Labeled-object pointing entries
□ □ □ □ □

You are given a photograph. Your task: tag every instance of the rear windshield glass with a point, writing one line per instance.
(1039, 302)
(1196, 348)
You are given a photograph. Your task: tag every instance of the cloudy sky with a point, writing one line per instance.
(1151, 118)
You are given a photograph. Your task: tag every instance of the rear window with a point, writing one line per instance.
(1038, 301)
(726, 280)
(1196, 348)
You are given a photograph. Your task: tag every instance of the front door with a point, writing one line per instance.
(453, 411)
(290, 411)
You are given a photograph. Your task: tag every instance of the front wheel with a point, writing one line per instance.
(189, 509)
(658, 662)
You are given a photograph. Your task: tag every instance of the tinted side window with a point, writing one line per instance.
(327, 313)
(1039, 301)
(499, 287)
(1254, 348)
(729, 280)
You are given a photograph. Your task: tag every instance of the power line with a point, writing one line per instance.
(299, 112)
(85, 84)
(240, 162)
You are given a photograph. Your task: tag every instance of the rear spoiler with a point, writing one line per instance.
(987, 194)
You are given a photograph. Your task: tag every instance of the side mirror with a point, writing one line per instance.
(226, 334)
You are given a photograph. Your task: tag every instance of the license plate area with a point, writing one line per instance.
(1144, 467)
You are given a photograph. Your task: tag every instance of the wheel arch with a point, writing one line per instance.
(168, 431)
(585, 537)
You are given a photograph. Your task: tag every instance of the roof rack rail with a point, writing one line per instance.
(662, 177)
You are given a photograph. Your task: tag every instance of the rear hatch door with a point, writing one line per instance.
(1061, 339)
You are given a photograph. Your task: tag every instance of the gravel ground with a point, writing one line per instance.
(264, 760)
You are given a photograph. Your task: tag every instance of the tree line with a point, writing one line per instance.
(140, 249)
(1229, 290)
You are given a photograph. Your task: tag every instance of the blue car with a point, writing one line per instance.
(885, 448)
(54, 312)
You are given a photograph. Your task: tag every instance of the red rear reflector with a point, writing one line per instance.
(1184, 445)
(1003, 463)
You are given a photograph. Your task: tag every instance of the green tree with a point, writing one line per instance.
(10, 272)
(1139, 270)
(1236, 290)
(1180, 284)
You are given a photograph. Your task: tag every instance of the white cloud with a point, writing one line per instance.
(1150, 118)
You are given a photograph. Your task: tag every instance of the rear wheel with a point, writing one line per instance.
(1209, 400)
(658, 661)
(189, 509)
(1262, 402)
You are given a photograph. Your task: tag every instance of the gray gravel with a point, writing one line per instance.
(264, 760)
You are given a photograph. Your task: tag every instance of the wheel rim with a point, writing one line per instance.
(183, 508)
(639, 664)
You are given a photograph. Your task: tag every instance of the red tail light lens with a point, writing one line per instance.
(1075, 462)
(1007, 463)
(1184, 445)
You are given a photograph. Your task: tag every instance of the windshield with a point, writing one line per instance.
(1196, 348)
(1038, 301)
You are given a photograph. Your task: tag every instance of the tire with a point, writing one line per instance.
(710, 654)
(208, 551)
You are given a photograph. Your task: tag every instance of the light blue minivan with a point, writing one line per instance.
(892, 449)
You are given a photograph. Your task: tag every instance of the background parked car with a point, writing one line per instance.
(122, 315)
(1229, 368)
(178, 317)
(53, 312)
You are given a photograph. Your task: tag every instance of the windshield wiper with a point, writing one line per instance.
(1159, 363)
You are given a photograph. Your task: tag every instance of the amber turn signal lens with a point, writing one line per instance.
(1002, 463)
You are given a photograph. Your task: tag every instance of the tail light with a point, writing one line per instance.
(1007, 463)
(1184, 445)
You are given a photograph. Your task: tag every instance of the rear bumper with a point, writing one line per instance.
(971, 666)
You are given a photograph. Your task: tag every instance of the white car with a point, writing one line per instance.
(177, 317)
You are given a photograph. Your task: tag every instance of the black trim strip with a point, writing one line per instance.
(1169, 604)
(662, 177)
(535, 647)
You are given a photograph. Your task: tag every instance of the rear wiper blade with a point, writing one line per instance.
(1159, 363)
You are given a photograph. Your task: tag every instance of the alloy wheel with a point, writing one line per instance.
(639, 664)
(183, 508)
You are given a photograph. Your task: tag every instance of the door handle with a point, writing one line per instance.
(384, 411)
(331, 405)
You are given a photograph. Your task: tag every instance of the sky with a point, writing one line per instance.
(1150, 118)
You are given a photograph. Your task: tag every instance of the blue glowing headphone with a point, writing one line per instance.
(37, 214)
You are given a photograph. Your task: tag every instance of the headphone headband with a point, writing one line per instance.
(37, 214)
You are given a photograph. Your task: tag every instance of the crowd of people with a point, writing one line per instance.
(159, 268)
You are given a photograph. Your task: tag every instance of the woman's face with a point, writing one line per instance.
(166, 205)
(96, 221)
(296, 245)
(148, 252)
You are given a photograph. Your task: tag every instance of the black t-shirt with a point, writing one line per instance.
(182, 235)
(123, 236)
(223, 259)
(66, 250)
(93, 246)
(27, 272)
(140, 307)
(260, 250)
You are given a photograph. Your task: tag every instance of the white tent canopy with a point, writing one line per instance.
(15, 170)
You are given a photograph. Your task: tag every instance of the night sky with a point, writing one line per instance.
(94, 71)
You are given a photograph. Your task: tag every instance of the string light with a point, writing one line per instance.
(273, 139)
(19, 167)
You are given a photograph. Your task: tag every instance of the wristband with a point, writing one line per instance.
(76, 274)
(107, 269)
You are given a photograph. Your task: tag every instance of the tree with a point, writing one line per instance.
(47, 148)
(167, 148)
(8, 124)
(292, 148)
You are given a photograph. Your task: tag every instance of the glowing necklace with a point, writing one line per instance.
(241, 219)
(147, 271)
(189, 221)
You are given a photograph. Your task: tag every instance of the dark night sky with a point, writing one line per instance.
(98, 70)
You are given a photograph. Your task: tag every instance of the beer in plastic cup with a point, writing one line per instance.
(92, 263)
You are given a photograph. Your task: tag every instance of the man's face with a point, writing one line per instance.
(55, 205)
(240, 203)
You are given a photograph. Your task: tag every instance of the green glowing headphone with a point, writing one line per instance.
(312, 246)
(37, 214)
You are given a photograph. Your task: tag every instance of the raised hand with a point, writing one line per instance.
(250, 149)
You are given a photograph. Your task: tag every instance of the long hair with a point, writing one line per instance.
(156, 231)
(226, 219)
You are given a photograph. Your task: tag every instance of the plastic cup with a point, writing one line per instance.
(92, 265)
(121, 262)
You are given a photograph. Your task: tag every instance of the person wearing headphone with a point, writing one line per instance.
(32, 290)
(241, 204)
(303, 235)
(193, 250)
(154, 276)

□ □ □ □ □

_Goal_
Copy the part of the listing that opens with the line containing "of the side" and closes with the line containing "(1144, 467)", requests included, shifting every coordinate value in the answers up by 12.

_Solution for this exercise_
You are given a photograph. Your task: tag every instance of the side mirror with a point, writing one line per instance.
(238, 346)
You are given a photograph. Your task: tag every instance of the license plate area with a point, writing one line per instance.
(1156, 479)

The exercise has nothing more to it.